- Records provided -
----

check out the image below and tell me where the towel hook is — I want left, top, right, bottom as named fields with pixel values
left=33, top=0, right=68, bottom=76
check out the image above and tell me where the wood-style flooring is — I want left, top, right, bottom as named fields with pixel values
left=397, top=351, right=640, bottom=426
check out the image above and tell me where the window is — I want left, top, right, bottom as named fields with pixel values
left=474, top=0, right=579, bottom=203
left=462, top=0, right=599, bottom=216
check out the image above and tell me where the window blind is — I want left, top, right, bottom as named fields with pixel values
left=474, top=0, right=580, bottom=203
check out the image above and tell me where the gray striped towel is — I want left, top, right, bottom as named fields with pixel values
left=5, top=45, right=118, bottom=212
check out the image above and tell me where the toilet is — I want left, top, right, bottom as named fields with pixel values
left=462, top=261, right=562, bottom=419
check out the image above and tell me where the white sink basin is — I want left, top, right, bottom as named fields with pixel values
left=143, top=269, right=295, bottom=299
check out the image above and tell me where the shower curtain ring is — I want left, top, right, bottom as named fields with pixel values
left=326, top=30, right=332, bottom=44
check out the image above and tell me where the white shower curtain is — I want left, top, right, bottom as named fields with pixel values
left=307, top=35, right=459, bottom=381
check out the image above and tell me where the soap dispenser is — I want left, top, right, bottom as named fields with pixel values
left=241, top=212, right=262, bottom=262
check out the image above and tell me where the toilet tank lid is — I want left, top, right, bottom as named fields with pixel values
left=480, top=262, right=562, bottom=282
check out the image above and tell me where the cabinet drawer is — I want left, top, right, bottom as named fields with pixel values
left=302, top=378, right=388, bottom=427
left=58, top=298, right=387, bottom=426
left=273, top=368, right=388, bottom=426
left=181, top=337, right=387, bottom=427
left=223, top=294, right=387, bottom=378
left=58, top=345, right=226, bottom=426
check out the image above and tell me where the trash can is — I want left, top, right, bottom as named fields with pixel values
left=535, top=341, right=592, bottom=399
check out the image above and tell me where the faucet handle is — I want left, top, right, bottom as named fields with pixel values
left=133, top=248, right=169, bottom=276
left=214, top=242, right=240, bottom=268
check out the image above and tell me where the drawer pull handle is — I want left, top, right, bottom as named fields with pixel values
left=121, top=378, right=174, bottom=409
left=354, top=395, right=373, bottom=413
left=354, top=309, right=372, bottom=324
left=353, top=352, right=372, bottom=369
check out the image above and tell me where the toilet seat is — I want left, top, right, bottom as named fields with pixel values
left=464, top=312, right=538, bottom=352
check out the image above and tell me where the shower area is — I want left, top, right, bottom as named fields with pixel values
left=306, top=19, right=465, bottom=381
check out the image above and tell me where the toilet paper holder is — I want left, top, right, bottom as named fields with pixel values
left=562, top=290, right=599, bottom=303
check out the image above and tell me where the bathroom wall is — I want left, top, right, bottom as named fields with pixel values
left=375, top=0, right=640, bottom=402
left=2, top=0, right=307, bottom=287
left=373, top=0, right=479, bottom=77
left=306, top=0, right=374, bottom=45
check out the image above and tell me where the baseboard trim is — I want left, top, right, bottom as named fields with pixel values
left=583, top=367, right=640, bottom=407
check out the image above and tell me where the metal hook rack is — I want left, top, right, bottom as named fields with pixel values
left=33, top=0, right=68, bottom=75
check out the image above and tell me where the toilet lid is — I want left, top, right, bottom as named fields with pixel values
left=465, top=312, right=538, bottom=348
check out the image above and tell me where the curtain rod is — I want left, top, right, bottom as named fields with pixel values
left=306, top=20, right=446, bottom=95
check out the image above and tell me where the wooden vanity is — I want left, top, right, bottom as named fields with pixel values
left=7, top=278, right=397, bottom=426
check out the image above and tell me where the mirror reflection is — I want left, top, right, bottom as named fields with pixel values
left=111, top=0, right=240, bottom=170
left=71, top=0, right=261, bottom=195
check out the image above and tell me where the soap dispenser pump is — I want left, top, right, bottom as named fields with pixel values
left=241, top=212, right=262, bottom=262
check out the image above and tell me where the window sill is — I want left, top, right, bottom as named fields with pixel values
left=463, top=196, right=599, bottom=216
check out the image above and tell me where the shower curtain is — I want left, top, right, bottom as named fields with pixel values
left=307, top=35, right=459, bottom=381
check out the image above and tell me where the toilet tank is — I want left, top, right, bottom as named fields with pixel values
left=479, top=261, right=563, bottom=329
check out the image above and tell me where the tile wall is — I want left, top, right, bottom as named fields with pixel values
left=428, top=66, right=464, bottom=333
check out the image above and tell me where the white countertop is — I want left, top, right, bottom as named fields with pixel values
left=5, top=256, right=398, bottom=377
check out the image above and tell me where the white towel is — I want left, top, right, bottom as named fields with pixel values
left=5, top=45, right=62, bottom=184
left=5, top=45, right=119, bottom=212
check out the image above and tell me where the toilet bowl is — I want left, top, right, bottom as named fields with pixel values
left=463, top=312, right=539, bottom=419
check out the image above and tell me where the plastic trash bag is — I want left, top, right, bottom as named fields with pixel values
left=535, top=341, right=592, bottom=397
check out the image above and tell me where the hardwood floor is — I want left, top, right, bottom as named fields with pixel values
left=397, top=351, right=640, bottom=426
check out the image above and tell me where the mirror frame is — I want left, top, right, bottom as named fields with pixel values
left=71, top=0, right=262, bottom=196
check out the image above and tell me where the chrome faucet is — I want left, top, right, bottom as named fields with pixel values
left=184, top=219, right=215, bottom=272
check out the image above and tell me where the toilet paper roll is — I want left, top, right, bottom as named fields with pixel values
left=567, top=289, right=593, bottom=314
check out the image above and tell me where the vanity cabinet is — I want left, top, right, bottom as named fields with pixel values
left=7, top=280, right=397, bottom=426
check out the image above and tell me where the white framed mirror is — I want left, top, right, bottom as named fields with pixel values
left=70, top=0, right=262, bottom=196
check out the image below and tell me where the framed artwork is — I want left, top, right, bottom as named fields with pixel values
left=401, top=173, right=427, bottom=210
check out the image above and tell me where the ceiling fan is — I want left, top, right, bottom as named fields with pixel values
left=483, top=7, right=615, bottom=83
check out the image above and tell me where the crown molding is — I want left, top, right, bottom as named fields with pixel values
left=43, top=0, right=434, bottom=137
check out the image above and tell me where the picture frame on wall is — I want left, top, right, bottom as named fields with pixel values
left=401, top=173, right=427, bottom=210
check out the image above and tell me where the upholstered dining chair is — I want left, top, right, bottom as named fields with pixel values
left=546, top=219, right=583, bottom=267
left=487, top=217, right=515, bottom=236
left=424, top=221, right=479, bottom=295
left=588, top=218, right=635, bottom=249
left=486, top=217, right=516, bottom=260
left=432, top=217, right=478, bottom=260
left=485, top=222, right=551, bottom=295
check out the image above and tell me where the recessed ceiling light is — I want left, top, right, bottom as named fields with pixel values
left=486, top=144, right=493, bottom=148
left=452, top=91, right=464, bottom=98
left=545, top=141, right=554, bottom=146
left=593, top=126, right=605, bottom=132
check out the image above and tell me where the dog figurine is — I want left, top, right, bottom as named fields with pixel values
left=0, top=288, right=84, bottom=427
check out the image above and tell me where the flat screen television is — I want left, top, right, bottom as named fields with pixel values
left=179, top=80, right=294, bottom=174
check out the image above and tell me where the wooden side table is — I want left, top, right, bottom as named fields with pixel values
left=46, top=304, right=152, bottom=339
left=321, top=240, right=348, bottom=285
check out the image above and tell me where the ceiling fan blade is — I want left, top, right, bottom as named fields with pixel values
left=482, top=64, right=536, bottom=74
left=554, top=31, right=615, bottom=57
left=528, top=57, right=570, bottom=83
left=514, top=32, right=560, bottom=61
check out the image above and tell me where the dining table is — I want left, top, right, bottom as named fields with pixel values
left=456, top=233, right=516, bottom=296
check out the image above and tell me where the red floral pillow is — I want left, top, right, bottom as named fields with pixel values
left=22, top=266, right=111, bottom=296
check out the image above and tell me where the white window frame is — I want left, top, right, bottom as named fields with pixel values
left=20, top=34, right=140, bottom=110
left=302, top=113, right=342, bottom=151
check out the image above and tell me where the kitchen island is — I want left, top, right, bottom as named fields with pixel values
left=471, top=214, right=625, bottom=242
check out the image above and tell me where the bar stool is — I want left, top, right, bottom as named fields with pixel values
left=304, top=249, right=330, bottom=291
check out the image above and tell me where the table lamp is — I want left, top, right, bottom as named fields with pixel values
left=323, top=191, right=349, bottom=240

----

- Exercise objective -
What you give back should be exactly the lines from the one with "check out the image above and tell me where the bar" through the final line of the listing, and no others.

- Reply to the exercise -
check out the image above and tell me where the bar stool is — I want left, top, right, bottom as named fields with pixel values
left=304, top=249, right=330, bottom=291
check out the image above and tell me where the table lamp is — I want left, top, right, bottom as named fields with pixel values
left=323, top=191, right=349, bottom=240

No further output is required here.